> What needs to be done:
Should the word "helmet" occur in a line of the records, copy that line.
..........
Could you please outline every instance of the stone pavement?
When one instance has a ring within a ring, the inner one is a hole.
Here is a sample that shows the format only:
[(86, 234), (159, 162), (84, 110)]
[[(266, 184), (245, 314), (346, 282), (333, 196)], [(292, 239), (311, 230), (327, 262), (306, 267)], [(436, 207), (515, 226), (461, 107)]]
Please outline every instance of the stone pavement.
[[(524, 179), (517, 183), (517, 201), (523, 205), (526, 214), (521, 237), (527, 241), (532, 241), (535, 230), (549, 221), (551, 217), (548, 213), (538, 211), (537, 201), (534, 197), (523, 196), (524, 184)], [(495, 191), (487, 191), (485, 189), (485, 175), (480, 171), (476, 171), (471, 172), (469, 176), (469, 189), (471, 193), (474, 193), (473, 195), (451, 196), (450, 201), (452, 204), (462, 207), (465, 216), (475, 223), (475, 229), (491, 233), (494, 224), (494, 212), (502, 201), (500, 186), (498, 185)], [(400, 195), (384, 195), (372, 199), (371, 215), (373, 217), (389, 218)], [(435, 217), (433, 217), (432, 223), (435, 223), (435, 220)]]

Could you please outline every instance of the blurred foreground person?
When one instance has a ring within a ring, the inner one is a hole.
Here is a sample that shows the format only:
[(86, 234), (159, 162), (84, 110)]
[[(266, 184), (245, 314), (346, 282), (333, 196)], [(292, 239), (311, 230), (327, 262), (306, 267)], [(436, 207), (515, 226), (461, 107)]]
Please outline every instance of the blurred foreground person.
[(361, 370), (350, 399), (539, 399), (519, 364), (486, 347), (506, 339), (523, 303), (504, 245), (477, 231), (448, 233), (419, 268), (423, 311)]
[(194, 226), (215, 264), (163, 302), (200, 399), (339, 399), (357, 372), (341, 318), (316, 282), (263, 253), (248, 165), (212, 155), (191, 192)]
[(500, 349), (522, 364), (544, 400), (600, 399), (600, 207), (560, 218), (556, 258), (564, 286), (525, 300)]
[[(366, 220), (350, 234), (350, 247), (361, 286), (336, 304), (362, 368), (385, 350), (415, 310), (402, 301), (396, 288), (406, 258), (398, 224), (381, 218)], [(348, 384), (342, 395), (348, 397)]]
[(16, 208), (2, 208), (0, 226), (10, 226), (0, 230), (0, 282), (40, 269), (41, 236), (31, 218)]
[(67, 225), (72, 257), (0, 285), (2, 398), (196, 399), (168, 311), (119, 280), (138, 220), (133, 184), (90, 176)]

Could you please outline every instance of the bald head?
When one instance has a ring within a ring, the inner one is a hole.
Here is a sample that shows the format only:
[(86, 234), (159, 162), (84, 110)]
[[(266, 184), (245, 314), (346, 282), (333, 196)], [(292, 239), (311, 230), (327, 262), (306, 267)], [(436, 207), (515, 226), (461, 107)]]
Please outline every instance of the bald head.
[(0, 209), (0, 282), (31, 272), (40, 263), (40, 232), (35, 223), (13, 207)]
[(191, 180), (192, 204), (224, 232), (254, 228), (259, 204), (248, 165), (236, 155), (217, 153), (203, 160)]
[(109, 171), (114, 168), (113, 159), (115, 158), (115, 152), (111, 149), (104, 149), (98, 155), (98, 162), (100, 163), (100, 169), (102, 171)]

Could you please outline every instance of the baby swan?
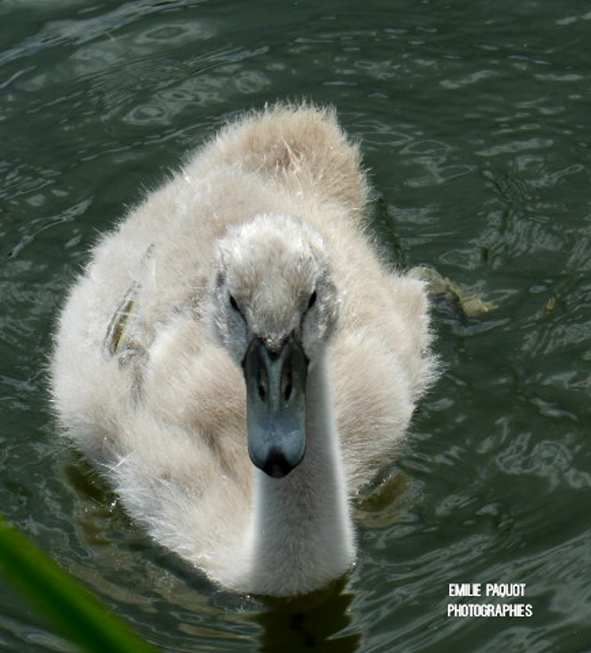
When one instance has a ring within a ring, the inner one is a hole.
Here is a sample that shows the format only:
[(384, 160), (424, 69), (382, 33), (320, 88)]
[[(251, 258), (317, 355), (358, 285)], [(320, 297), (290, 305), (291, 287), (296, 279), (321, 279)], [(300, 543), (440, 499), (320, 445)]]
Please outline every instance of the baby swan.
[(347, 572), (349, 499), (432, 381), (423, 285), (377, 258), (366, 194), (333, 112), (243, 117), (102, 239), (62, 311), (65, 433), (229, 589)]

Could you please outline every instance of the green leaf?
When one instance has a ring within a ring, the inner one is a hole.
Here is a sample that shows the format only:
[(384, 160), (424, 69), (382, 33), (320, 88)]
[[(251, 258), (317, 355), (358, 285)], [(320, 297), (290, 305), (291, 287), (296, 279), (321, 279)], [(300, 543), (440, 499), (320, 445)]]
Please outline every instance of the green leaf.
[(0, 517), (0, 574), (89, 653), (156, 653), (78, 581)]

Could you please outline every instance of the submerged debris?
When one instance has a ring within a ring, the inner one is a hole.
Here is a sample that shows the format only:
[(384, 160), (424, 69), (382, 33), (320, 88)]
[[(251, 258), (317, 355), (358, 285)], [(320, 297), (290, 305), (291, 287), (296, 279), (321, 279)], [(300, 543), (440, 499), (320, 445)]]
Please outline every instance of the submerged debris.
[(400, 471), (370, 483), (357, 496), (355, 520), (365, 528), (391, 526), (399, 519), (401, 502), (409, 488), (410, 478)]
[(479, 294), (465, 290), (448, 277), (441, 275), (435, 268), (417, 265), (409, 274), (415, 279), (424, 281), (431, 296), (445, 299), (467, 318), (482, 317), (497, 308), (495, 303), (486, 302)]
[(558, 306), (558, 298), (550, 297), (548, 301), (544, 304), (544, 315), (551, 315), (556, 310)]

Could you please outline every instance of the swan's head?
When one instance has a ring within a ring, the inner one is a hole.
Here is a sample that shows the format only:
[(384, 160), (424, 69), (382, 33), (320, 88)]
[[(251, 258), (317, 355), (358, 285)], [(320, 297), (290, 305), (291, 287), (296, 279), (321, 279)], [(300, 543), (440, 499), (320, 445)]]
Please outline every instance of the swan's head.
[(298, 219), (262, 215), (218, 243), (213, 327), (244, 372), (248, 450), (274, 477), (306, 447), (306, 379), (337, 320), (320, 235)]

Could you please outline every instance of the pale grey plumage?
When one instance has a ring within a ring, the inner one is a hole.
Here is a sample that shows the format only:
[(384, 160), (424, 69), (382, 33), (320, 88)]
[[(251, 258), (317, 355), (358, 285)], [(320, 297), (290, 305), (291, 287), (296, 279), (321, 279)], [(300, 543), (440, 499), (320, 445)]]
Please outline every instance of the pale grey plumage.
[[(294, 594), (346, 571), (348, 500), (433, 379), (423, 285), (379, 261), (366, 198), (332, 111), (247, 115), (105, 235), (62, 312), (67, 434), (157, 541), (229, 588)], [(289, 333), (310, 360), (309, 442), (271, 479), (248, 458), (240, 362)]]

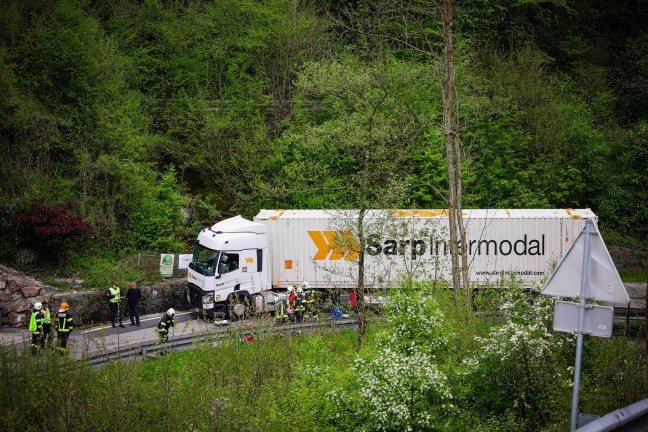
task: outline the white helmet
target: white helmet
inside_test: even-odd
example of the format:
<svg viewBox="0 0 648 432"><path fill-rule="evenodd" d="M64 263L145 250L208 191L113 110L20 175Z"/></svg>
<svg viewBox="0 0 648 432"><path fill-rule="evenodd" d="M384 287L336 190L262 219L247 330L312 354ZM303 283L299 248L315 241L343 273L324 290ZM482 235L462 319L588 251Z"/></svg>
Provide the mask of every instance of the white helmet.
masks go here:
<svg viewBox="0 0 648 432"><path fill-rule="evenodd" d="M293 287L292 284L288 285L288 292L295 292L295 287Z"/></svg>
<svg viewBox="0 0 648 432"><path fill-rule="evenodd" d="M301 294L303 292L304 290L302 289L302 287L297 287L297 294Z"/></svg>
<svg viewBox="0 0 648 432"><path fill-rule="evenodd" d="M34 309L36 310L43 309L43 304L41 302L36 302L36 304L34 304Z"/></svg>
<svg viewBox="0 0 648 432"><path fill-rule="evenodd" d="M174 316L175 315L175 309L173 309L173 308L169 309L167 311L167 315L169 315L170 317Z"/></svg>
<svg viewBox="0 0 648 432"><path fill-rule="evenodd" d="M301 287L302 287L302 289L307 290L307 289L310 289L311 286L308 283L308 281L305 280L305 281L302 282Z"/></svg>

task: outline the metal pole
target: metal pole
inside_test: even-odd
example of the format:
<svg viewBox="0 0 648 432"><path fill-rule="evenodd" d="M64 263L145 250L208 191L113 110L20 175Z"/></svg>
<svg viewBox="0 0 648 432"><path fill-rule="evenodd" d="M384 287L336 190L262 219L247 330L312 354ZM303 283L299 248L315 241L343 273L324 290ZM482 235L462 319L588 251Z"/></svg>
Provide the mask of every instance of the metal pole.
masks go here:
<svg viewBox="0 0 648 432"><path fill-rule="evenodd" d="M581 357L583 356L583 327L585 324L585 307L587 306L587 273L590 259L590 235L593 222L588 219L585 223L585 251L583 252L583 268L581 272L580 302L578 307L578 336L576 337L576 367L574 368L574 393L572 396L571 432L576 430L578 418L578 392L580 387Z"/></svg>

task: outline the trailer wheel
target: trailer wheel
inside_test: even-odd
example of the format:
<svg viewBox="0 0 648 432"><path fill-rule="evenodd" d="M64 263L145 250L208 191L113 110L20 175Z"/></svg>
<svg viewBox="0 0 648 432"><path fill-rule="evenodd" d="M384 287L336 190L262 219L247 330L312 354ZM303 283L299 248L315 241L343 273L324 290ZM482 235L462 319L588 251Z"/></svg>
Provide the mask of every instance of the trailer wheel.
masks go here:
<svg viewBox="0 0 648 432"><path fill-rule="evenodd" d="M230 294L227 298L227 315L230 321L244 320L250 317L252 304L248 296Z"/></svg>

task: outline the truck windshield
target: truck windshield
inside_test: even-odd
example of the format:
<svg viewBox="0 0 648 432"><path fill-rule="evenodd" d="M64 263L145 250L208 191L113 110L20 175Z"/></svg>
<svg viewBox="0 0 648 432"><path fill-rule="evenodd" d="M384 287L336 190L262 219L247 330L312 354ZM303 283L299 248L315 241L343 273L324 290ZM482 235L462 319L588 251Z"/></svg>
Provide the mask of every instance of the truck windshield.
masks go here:
<svg viewBox="0 0 648 432"><path fill-rule="evenodd" d="M216 273L216 258L219 251L206 248L200 243L194 243L193 259L189 268L205 276L214 276Z"/></svg>

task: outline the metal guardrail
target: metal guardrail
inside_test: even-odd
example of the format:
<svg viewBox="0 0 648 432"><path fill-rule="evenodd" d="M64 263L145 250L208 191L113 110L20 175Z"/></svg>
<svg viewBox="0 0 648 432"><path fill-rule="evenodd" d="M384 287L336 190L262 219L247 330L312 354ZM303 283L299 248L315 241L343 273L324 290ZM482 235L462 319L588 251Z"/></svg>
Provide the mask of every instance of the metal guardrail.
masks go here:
..........
> Completed exercise:
task: outline the white helmet
target: white helmet
Provide the mask of every instance of the white helmet.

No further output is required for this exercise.